__TASK DESCRIPTION__: Pick up the passage on AMH levels after its last sentence and continue writing it.

__PROVIDED PASSAGE__:
:::
It is not yet understood why AMH rises during childhood and adolescence. Hence, AMH can only be used to assess the extent of ovarian aging in women above 25 years of age.

High AMH

When AMH exceeds 48pmo/L, it may indicate that the woman might be suffering from Polycystic Ovarian Syndrome (PCOS).

  • PCOS is the most common hormonal disturbance affecting about 10% of reproductive-age women.
  • It is also one of the commonest causes of subfertility.
  • Due to hormonal imbalances, they are unable to produce a dominant follicle regularly which leads on to irregular and infrequent ovulation.
  • This results in many underdeveloped and immature eggs. These eggs, within the follicles, produce AMH. Hence, women with PCOS have an excess of AMH.


Low AMH indicates a lower number of eggs (follicles), often termed low ovarian reserve. It is important to read AMH in the context of many factors, most importantly your age.
:::
__DATA EXTRACT__:
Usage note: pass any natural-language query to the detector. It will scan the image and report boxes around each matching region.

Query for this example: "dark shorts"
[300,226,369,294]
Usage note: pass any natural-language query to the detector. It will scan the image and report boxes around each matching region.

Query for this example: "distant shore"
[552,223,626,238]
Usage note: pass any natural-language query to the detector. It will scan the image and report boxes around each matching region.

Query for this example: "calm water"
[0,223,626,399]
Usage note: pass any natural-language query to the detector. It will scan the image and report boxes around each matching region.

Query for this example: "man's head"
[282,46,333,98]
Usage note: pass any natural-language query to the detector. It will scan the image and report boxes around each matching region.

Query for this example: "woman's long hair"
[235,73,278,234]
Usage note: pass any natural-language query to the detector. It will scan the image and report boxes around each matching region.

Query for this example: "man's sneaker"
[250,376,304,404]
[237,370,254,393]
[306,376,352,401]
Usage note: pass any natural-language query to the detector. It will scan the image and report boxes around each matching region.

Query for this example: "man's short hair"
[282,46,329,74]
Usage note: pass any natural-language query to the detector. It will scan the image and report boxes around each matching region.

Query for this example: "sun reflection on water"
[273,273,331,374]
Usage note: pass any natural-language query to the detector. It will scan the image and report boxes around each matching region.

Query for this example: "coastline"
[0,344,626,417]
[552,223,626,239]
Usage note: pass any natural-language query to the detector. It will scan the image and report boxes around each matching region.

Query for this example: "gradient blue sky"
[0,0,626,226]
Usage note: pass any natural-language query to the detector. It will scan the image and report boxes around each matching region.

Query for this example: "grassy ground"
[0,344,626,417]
:::
__ANSWER FOR THIS EXERCISE__:
  • Women are said to have diminished ovarian reserve (DOR) when the number of eggs is much lower than expected for women the same age.
  • When this happens, your doctor might get you to perform some genetic screening such as Fragile X Syndrome.
  • Other causes of DOR are smoking, endometriosis, pelvic inflammatory disease, ovarian surgery, autoimmune diseases, and cancer treatment.

In many cases, no apparent cause can be identified. If a woman experience menopause before the age of 40, they have Premature Ovarian Insufficiency (POI), which impacts 1in 100 women.

Women with POI can experience symptoms such as irregular periods, typically shortening of menstrual cycles well in their 30s.

How about the Quality of Eggs?   

AMH does not tell us about the quality of eggs, which is important when it comes to getting pregnant. Fertility is directly related to egg quality, unfortunately, there is no test for it. Age is the best predictor as quality declines in a predictable manner with age.

The only way to test is to attempt fertilisation of the eggs then perform a test on the resulted embryos for chromosomal abnormalities.

  • Women in their 20s have mostly (80%) normal eggs, although they too have abnormal ones. 
  • Whereas women in their 40s have mostly (80%) abnormal eggs, regardless of how healthy they have been.

To illustrate further,

  • AMH of 7 pmol/L is low for 32 years old but it is within the normal range for a 42-year-old woman.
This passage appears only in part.